> **Problem**
Taking the line that contains "Need: one point" as the starting point, give again exactly every line up to and including the last line of the records below.

(Data extracted from a collection)

_ _ _ _

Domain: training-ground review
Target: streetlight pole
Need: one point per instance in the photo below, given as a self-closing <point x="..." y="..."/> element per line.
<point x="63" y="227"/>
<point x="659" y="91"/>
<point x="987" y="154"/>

_ _ _ _

> **Output for this exercise**
Need: one point per instance in the photo below, given as a self-closing <point x="..." y="..."/> element per line.
<point x="63" y="227"/>
<point x="659" y="91"/>
<point x="987" y="154"/>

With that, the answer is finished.